— Start of SOURCE —

After 17 years, Volkswagen replaced the original Type 2 van, with it's 1940s-style split-window front, with an updated version. The "Bay window" bus had many new elements (most notably, it did away with swing axles in the rear suspension), but at heart it was basically just a heavy revision. It would prove to be spectacularly long lived. Introduced in Europe and the U.S. for 1967, it finally went out of production in Brazil in 2013.

 

At the heart of that longevity was the basic practicality of the bus - configurable as a pickup, a cargo van, a camper, or a passenger van, the rugged air-cooled engines and simple components mean that in places where corrosion is uncommon, the T2 can basically run forever, and run cheaply, too.

 

In the U.S., the "chicken tax" import tariff curtailed sales of the commercial van and pickup variants - indeed, these were the very vehicles that tax was aimed at, but the camper and van remained very popular throughout the 1970s.

 

The "chicken tax" was the result of a trade dispute that took place in the early 1960s. American Industrial farming radically lowered the price of Chicken in the 1950s - like Oranges, Chicken was once a luxury and not something an ordinary person ate every day - and subsequently consumption of Chicken grew dramatically at home and abroad. European Farmers were negatively impacted by the cheap imported Chicken, and some in Europe objected to the farming methods. So tariffs were enacted on Chicken imports to France and Germany.

 

The United States was keen to get rid of those Tariffs - but for more than two years, no agreement could be found for how to make that happen. Finally, in late 1963 President Johnson enacted retaliatory tariffs on potato starch, dextrin, brandy, and light trucks. On paper, these targeted items were intended to "compensate" for the revenue lost on Chicken exports, but in reality they were the product of several back-room deals, including one dealing with the UAW and trucks.

 

Johnson wanted to avoid strikes and to garner big Union support for upcoming Civil Rights legislation. UAW President Walter Reuther wanted to curb VW imports. The result was that VW's relatively small truck business was targeted.

— End of SOURCE —

REQUIRED WORK
A - According to the Volkswagen bus text, in what year did the Bay window bus finally go out of production in Brazil?
B - Please continue the Volkswagen bus text after its last sentence.

— Start of EXTRACTED MATERIAL —

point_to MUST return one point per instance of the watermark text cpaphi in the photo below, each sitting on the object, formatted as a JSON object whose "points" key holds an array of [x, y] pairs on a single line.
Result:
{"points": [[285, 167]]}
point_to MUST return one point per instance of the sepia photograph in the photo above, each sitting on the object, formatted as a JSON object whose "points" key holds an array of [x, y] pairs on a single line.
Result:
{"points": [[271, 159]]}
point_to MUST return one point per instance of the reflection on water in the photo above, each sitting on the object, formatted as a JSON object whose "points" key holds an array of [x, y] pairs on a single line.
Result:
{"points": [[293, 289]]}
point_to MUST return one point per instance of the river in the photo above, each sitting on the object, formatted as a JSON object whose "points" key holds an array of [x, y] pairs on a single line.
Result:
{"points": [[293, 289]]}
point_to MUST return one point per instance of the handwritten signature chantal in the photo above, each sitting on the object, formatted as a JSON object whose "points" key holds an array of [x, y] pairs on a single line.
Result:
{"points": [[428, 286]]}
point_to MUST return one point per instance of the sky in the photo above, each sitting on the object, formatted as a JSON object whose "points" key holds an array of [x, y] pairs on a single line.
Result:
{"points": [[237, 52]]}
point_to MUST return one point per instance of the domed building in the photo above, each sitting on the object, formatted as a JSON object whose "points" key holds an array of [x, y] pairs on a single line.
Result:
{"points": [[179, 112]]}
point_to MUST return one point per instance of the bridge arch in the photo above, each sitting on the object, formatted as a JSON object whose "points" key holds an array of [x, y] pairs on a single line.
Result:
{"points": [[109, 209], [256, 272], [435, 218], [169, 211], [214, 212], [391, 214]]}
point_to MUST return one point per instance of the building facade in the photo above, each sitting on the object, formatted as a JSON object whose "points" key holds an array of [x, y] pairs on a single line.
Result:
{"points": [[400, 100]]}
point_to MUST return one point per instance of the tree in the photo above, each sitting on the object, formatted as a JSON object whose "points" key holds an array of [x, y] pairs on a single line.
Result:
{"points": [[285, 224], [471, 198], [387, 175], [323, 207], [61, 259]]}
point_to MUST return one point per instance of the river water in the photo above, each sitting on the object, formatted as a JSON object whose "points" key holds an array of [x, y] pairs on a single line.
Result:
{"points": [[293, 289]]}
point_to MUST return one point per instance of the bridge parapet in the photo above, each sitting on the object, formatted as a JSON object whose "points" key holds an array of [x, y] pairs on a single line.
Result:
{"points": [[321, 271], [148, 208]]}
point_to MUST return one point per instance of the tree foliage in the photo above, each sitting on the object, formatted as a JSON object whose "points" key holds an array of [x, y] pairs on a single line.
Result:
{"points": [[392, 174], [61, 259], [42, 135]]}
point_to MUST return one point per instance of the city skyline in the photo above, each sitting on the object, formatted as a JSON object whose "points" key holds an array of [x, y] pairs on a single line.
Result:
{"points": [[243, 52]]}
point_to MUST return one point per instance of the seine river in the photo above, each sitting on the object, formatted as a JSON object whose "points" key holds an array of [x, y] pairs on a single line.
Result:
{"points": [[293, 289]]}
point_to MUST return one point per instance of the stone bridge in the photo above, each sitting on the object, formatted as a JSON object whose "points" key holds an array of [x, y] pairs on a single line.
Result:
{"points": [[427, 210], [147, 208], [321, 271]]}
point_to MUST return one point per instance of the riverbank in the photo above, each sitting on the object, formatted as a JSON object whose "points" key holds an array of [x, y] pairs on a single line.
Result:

— End of EXTRACTED MATERIAL —

ANSWERS
A - 2013

B -
As a result, a 25% import tariff was levied on these vehicles, and that tariff remains in effect today. The dispute over Chicken was largely solved in short order - and all the other tariffs evaporated with it - except this one, which enjoyed continued lobbying support from Detroit. In time, Detroit manufacturers would use various methods of "captive importation" to get around this tariff, and Japanese manufacturers would build plants in the United States to do the same. Even VW would produce a pickup here in the early eighties - the Golf 1 based Caddy.

 

That the T2 should be linked to political events in the 1960s is appropriate, because even though the "Bay window" bus was produced long after the sixties ended, and most of them are from the seventies here in the United States, the bus is also deeply associated with American sixties counterculture. In many ways it was the opposite of a traditional American car, and even after the big three Detroit automakers introduced Forward-control vans in the early sixties, VW's passenger van sales were scarcely dented.

 

Nor did those vans have the staying power of the bus - surviving sixties Ford Econolines, Dodge A-series, and Chevrolet Vans are quite rare now, but the Bus is still and everyday sight in some parts of the United States.

 

In 1979, the old bus was replaced by the related, but heavily modernized, Vanagon, at least in the U.S. In Mexico and Brazil, production of the Bay window continued far longer, finally ending when the old machine could no longer be made emissions compliant after 2013. By that time, emissions laws had forced VW do Brasil to convert the Kombi to a water-cooled engine, among other changes, but it looked just like the good old T2.

 

©2015 A. Kwanten.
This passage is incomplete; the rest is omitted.